Stored records:
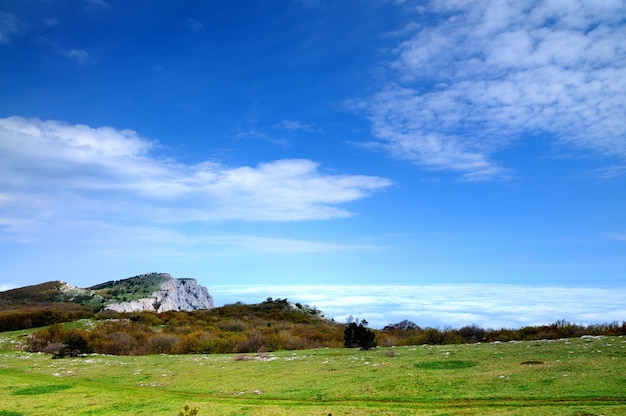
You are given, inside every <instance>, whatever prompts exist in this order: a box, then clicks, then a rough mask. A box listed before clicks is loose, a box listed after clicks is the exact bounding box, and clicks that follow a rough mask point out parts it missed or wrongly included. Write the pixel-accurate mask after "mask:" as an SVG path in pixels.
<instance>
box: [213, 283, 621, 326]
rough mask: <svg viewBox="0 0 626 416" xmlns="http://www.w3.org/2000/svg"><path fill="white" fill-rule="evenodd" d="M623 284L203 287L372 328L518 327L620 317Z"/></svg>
mask: <svg viewBox="0 0 626 416" xmlns="http://www.w3.org/2000/svg"><path fill="white" fill-rule="evenodd" d="M625 289H626V288H625V287H602V288H599V287H598V288H592V287H579V286H577V287H567V286H530V285H510V284H433V285H364V286H356V285H323V286H317V285H272V286H241V285H230V286H228V285H219V286H209V292H210V293H211V294H212V295H213V297H214V298H215V302H216V305H224V304H229V303H235V302H243V303H259V302H262V301H264V300H266V299H267V298H268V297H272V298H274V299H279V298H280V299H284V298H287V299H289V300H290V301H291V302H298V303H301V304H308V305H309V306H314V307H316V308H317V309H320V310H321V311H323V312H324V313H325V315H326V317H327V318H332V319H335V320H336V321H337V322H345V320H346V318H347V317H349V316H353V317H355V318H359V319H366V320H367V321H368V322H369V325H370V326H371V327H373V328H382V327H384V326H385V325H388V324H392V323H397V322H400V321H402V320H405V319H408V320H410V321H413V322H415V323H416V324H418V325H419V326H421V327H423V328H425V327H439V328H443V327H453V328H460V327H462V326H465V325H472V324H476V325H478V326H480V327H482V328H493V329H499V328H521V327H524V326H527V325H543V324H550V323H553V322H556V321H558V320H562V319H564V320H566V321H568V322H572V323H575V324H583V325H590V324H601V323H607V322H614V321H619V322H620V323H621V322H622V321H623V320H625V319H626V304H625V303H624V297H623V294H624V293H626V290H625Z"/></svg>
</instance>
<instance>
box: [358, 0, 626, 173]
mask: <svg viewBox="0 0 626 416" xmlns="http://www.w3.org/2000/svg"><path fill="white" fill-rule="evenodd" d="M418 10H419V11H420V13H422V14H423V16H426V15H428V16H429V17H428V19H429V21H431V22H433V23H427V24H421V25H416V24H415V23H411V24H410V25H408V26H407V27H406V30H405V31H398V32H397V33H398V34H402V35H404V38H403V41H401V42H400V43H399V44H398V45H397V47H396V48H395V50H394V53H393V56H394V58H393V60H392V61H391V62H390V63H389V68H390V80H389V82H388V83H387V85H386V86H385V87H384V88H382V89H381V90H380V91H379V92H378V93H377V94H375V95H373V96H372V97H370V99H368V100H365V101H361V102H359V103H356V104H355V107H356V108H359V109H360V110H361V111H364V112H365V113H366V114H368V116H369V118H370V120H371V125H372V135H373V136H374V137H375V138H376V142H375V143H371V144H370V145H371V146H375V147H378V148H382V149H385V150H386V151H388V152H389V153H390V154H391V155H392V156H394V157H397V158H401V159H407V160H409V161H411V162H413V163H415V164H417V165H419V166H422V167H424V168H427V169H433V170H450V171H457V172H459V173H461V175H462V176H463V178H464V179H466V180H486V179H494V178H499V177H502V176H503V175H506V174H507V168H506V167H505V166H502V164H501V162H499V161H498V160H497V152H498V151H499V150H502V149H504V148H506V147H508V146H510V145H511V143H512V142H514V141H516V140H523V138H524V137H527V136H528V135H529V134H530V135H533V134H540V133H547V134H548V135H549V136H551V137H552V138H553V139H554V143H556V144H558V145H559V146H563V147H567V148H573V149H575V150H576V151H582V152H590V153H592V154H595V155H597V156H599V157H617V158H625V157H626V125H625V124H624V123H623V121H622V119H623V115H624V113H625V111H626V93H625V91H626V31H624V27H623V21H622V18H621V16H624V15H625V13H626V5H625V4H624V3H623V2H610V1H607V2H593V3H589V2H582V1H572V2H565V3H563V2H555V1H543V2H538V1H534V0H527V1H519V2H512V3H511V2H483V1H467V2H450V1H430V2H429V3H428V4H427V5H426V6H423V7H420V8H418ZM421 20H423V21H425V20H426V19H421ZM405 33H410V35H408V36H407V35H406V34H405Z"/></svg>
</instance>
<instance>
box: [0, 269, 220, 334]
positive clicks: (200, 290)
mask: <svg viewBox="0 0 626 416" xmlns="http://www.w3.org/2000/svg"><path fill="white" fill-rule="evenodd" d="M214 306H215V305H214V303H213V298H212V297H211V295H210V294H209V292H208V290H207V289H206V288H205V287H203V286H200V285H198V284H197V282H196V281H195V279H175V278H173V277H172V276H171V275H169V274H167V273H149V274H143V275H139V276H134V277H130V278H128V279H123V280H118V281H109V282H105V283H101V284H98V285H95V286H92V287H89V288H84V289H83V288H78V287H75V286H73V285H71V284H69V283H65V282H61V281H52V282H46V283H41V284H38V285H32V286H25V287H21V288H17V289H12V290H7V291H4V292H0V331H10V330H16V329H26V328H32V327H40V326H46V325H50V324H54V323H60V322H69V321H72V320H75V319H81V318H84V317H91V316H93V315H94V314H96V313H98V312H100V311H104V310H115V311H117V312H138V311H158V312H164V311H169V310H174V311H191V310H197V309H210V308H213V307H214Z"/></svg>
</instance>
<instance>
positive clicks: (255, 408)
mask: <svg viewBox="0 0 626 416" xmlns="http://www.w3.org/2000/svg"><path fill="white" fill-rule="evenodd" d="M83 324H84V323H83ZM76 326H78V324H76ZM68 330H69V329H68ZM30 333H32V330H29V331H18V332H10V333H3V334H0V394H2V396H3V398H4V399H3V400H0V415H4V416H6V415H11V416H26V415H33V414H45V415H50V416H55V415H70V414H71V415H92V416H108V415H163V416H176V415H181V414H182V415H185V416H187V415H192V414H194V415H198V416H203V415H207V416H208V415H211V416H226V415H256V416H270V415H274V416H275V415H291V416H296V415H319V416H327V415H334V416H337V415H342V416H356V415H387V416H408V415H433V414H441V415H446V414H447V415H512V416H517V415H540V416H541V415H567V416H590V415H605V416H610V415H623V414H626V390H624V388H623V386H624V385H625V384H626V376H625V374H626V338H625V337H614V336H612V337H605V336H585V337H577V338H569V339H557V340H541V341H522V342H506V343H505V342H490V343H486V342H482V343H474V344H452V345H420V346H402V347H395V348H390V347H377V348H373V349H370V350H360V349H358V348H318V349H308V350H300V351H285V350H279V351H274V352H255V353H238V354H190V355H162V354H156V355H144V356H112V355H103V354H88V355H85V356H79V357H73V358H69V357H68V358H66V359H63V360H53V359H51V358H50V355H47V354H38V353H29V352H27V351H25V350H24V347H25V344H26V341H27V339H28V336H26V335H29V334H30Z"/></svg>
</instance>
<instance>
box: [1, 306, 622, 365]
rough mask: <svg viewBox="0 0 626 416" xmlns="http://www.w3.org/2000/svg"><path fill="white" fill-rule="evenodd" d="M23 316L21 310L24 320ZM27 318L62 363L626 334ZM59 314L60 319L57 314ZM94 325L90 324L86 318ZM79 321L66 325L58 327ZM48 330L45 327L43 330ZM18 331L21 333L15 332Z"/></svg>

» The task
What the reply must contain is an exact transcription of the data above and none of its pictures.

» Exercise answer
You are given, inside every <instance>, whatever prompts exist in this order: a box, then clicks, then a rough mask. A box listed before clicks is loose, a box listed after clicks is the exact bounding box, and clicks that follow a rough mask point out parts it missed or wrongly included. Write the pixel-accurate mask after "mask:" as an SVG path in pixels.
<instance>
box: [213, 283, 621, 326]
rough mask: <svg viewBox="0 0 626 416" xmlns="http://www.w3.org/2000/svg"><path fill="white" fill-rule="evenodd" d="M623 284L203 287L372 328L518 327L620 317Z"/></svg>
mask: <svg viewBox="0 0 626 416" xmlns="http://www.w3.org/2000/svg"><path fill="white" fill-rule="evenodd" d="M625 289H626V288H625V287H602V288H599V287H598V288H592V287H579V286H577V287H567V286H530V285H510V284H433V285H364V286H356V285H323V286H317V285H272V286H241V285H230V286H228V285H219V286H209V292H210V293H211V294H212V295H213V297H214V298H215V302H216V305H224V304H229V303H235V302H243V303H259V302H262V301H264V300H266V299H267V298H268V297H272V298H274V299H279V298H280V299H284V298H287V299H289V300H290V301H291V302H298V303H301V304H308V305H309V306H314V307H316V308H317V309H320V310H321V311H323V312H324V313H325V315H326V317H327V318H332V319H335V320H336V321H337V322H345V320H346V318H347V317H349V316H353V317H355V318H359V319H366V320H367V321H368V322H369V325H370V326H371V327H373V328H382V327H384V326H385V325H388V324H392V323H397V322H400V321H402V320H405V319H408V320H410V321H413V322H415V323H416V324H418V325H419V326H421V327H423V328H425V327H439V328H443V327H453V328H460V327H462V326H465V325H472V324H476V325H478V326H480V327H482V328H493V329H499V328H521V327H524V326H527V325H543V324H550V323H553V322H556V321H558V320H562V319H564V320H566V321H568V322H572V323H575V324H583V325H590V324H601V323H607V322H614V321H619V322H620V323H621V322H622V321H623V320H625V319H626V304H625V303H624V297H623V294H624V293H626V290H625Z"/></svg>
</instance>
<instance>
box: [358, 0, 626, 173]
mask: <svg viewBox="0 0 626 416" xmlns="http://www.w3.org/2000/svg"><path fill="white" fill-rule="evenodd" d="M418 10H419V11H420V13H422V14H423V16H426V15H428V16H429V17H428V19H429V21H431V22H433V23H427V24H421V25H416V24H415V23H411V24H410V25H408V26H407V27H406V30H405V31H398V32H397V33H398V34H402V35H404V38H403V41H401V42H400V43H399V44H398V45H397V47H396V48H395V50H394V53H393V56H394V58H393V60H392V61H391V62H390V63H389V68H390V80H389V82H388V83H387V85H386V86H385V87H384V88H382V89H381V90H380V91H379V92H378V93H377V94H375V95H373V96H372V97H370V99H368V100H365V101H361V102H359V103H356V104H355V107H356V108H359V109H360V110H361V111H364V112H365V113H366V114H368V116H369V118H370V120H371V125H372V135H373V136H374V137H375V138H376V142H375V143H371V144H370V145H371V146H375V147H378V148H382V149H385V150H386V151H388V152H389V153H390V154H391V155H392V156H394V157H397V158H401V159H407V160H409V161H411V162H413V163H415V164H417V165H419V166H422V167H424V168H427V169H433V170H450V171H457V172H459V173H461V175H462V176H463V178H464V179H466V180H486V179H494V178H499V177H502V176H503V175H506V174H507V168H506V167H505V166H502V164H501V162H499V161H498V160H497V152H498V151H499V150H502V149H504V148H506V147H508V146H510V145H511V143H512V142H514V141H516V140H523V138H524V137H527V136H528V135H529V134H530V135H533V134H540V133H547V134H548V135H549V136H551V137H552V138H553V139H554V143H556V144H558V145H559V146H563V147H567V148H573V149H575V150H576V151H582V152H590V153H592V154H595V155H597V156H599V157H617V158H625V157H626V125H625V124H624V123H623V121H622V119H623V115H624V113H625V111H626V93H625V91H626V31H624V27H623V21H622V18H621V16H624V15H625V13H626V5H625V4H624V3H623V2H610V1H607V2H593V3H589V2H582V1H572V2H565V3H563V2H555V1H543V2H538V1H534V0H527V1H519V2H512V3H511V2H483V1H467V2H450V1H430V2H429V3H428V4H427V5H426V6H423V7H420V8H418ZM421 20H423V21H425V20H426V19H421ZM405 33H410V35H408V36H407V35H406V34H405Z"/></svg>
</instance>
<instance>
box: [0, 269, 220, 334]
positive clicks: (200, 290)
mask: <svg viewBox="0 0 626 416" xmlns="http://www.w3.org/2000/svg"><path fill="white" fill-rule="evenodd" d="M214 306H215V305H214V303H213V298H212V297H211V295H210V294H209V292H208V290H207V289H206V288H205V287H203V286H200V285H198V284H197V282H196V281H195V279H175V278H173V277H172V276H171V275H169V274H167V273H149V274H143V275H139V276H134V277H130V278H128V279H123V280H118V281H109V282H105V283H101V284H98V285H95V286H92V287H89V288H84V289H83V288H78V287H75V286H73V285H71V284H69V283H65V282H61V281H52V282H46V283H41V284H38V285H32V286H25V287H21V288H17V289H12V290H7V291H4V292H0V331H10V330H16V329H26V328H32V327H40V326H46V325H50V324H54V323H60V322H69V321H72V320H75V319H81V318H84V317H91V316H93V315H94V314H96V313H98V312H100V311H104V310H115V311H117V312H138V311H158V312H164V311H169V310H174V311H191V310H197V309H210V308H213V307H214Z"/></svg>
</instance>
<instance>
positive clicks: (255, 408)
mask: <svg viewBox="0 0 626 416" xmlns="http://www.w3.org/2000/svg"><path fill="white" fill-rule="evenodd" d="M83 324H84V323H83ZM76 326H78V324H76ZM68 330H69V329H68ZM30 333H32V330H29V331H18V332H10V333H3V334H0V394H2V396H3V398H4V399H3V400H0V415H4V416H6V415H11V416H26V415H33V414H45V415H50V416H55V415H70V414H71V415H92V416H108V415H163V416H176V415H181V414H182V415H185V416H187V415H192V414H194V415H198V416H203V415H207V416H208V415H211V416H226V415H256V416H270V415H274V416H275V415H291V416H296V415H319V416H327V415H334V416H337V415H342V416H356V415H387V416H408V415H433V414H441V415H446V414H447V415H512V416H517V415H540V416H541V415H567V416H590V415H605V416H610V415H623V414H626V390H624V388H623V386H624V385H625V384H626V376H625V374H626V338H625V337H614V336H612V337H605V336H585V337H577V338H569V339H557V340H541V341H522V342H506V343H505V342H490V343H486V342H482V343H474V344H452V345H420V346H402V347H395V348H390V347H377V348H373V349H370V350H360V349H358V348H318V349H308V350H300V351H285V350H279V351H274V352H255V353H238V354H190V355H162V354H156V355H144V356H112V355H103V354H88V355H85V356H79V357H73V358H69V357H68V358H66V359H63V360H53V359H51V358H50V355H47V354H38V353H29V352H27V351H25V350H24V347H25V344H26V341H27V339H28V336H26V335H29V334H30Z"/></svg>
</instance>
<instance>
box: [1, 306, 622, 365]
rough mask: <svg viewBox="0 0 626 416" xmlns="http://www.w3.org/2000/svg"><path fill="white" fill-rule="evenodd" d="M23 316L21 310L24 320ZM27 318L62 363L626 334ZM59 314L60 319L57 314ZM94 325L90 324L86 318ZM79 321L66 325L58 327ZM48 330L45 327L43 330ZM18 331L21 333L15 332Z"/></svg>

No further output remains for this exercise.